» What the exercise asks
Extend the science news digest dated December 24, 2010, given below, by continuing after its final entry on the IceCube neutrino detector.

--- Given text Enclosed Below ---

December 24, 2010

Seeing Survival in a New Way
This year, we read tales of survival, and those tales have challenged our ideas about what can be survived. Could it be that our bodies and brains are capable of far more than we once thought? Could it be that simply hearing these stories will increase our individual chances of surviving a life-or-death situation? Can we now dismiss the so-called Rule of Three—the survival principle that says a person can survive roughly three minutes without air, three hours without shelter in extreme weather, three days without water, and three weeks without food? (Kathryn Blaze Carlson, National Post)

Can Infants Understand the Mental States of Others Earlier Than We Thought?
Babies as young as seven months old may be able to take into account the thoughts and beliefs of other people, according to a paper published in Science. Called “theory of mind,” this ability is central to human cooperation. (Janelle Weaver, Nature News)

World’s Biggest Neutrino Detector Is Finished
About 8,000 feet underneath a sheet of arctic ice, the last group of detectors for a 279 million dollar neutrino detector called IceCube were successfully lowered into place, capping a five-year project in the South Pole that has fired the imagination of astrophysicists. (CBS News)

--- End of Enclosed Given text ---
--- Extracted information Enclosed Below ---

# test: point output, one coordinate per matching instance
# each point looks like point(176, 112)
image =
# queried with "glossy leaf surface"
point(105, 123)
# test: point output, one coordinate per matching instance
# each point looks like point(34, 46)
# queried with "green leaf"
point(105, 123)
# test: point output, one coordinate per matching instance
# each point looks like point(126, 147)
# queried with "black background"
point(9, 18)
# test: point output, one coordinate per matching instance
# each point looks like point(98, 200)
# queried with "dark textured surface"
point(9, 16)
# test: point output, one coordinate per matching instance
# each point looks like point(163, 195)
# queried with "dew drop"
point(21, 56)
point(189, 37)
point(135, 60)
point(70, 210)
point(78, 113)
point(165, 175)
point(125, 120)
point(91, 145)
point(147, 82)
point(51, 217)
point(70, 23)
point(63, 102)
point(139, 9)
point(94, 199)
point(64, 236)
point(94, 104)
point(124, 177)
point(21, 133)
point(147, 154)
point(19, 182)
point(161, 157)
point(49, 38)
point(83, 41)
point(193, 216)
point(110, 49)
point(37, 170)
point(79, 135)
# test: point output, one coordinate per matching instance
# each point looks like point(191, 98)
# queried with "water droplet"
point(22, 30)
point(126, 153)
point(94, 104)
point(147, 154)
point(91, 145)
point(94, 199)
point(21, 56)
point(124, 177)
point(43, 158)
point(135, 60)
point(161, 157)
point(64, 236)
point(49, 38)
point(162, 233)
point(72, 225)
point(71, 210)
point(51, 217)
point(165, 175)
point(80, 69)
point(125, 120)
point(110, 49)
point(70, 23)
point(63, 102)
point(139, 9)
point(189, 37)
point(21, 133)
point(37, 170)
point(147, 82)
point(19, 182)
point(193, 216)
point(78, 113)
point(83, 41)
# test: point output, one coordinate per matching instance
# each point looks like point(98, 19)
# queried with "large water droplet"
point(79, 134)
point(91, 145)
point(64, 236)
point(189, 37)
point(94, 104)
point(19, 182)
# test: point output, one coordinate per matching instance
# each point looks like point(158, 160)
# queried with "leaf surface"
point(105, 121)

--- End of Enclosed Extracted information ---

» Exercise output
Gene Mutation Found in Some Finnish Violent Offenders
The mutation, in a gene called HTR2B, prevents production of the serotonin 2B receptor, a key docking point in brain cells for the neurotransmitter serotonin. One consequence could be depletion of serotonin in the nucleus accumbens, a part of the brain involved in providing restraint and foresight into the consequences of actions. The mutation was three times as common in violent criminals as in the general population. (Andy Coghlan, New Scientist)

The Science of Right and Wrong
Michael Shermer: The “naturalistic fallacy,” sometimes rendered as the “is-ought problem”—the way something “is” does not mean that is the way it “ought” to be—has for centuries been piously parroted from its leading proponents, philosophers David Hume and G.E. Moore, as if pronouncing it closes the door to further scientific inquiry. We should be skeptical of this divide. If morals and values should not be based on the way things are—reality—then on what should they be based? (Scientific American)

Evidence for Embodied Cognition
A rapidly growing body of research indicates that metaphors joining body and mind reflect a central fact about the way we think: The mind uses the body to make sense of abstract concepts. Thus, seemingly trivial sensations and actions—mimicking a smile or a frown, holding smooth or rough objects, nodding, or giving a thumbs-up—can influence high-level psychological processes such as social judgment, language comprehension, visual perception, and even reasoning about insubstantial notions such as time. (Siri Carpenter, Scientific American)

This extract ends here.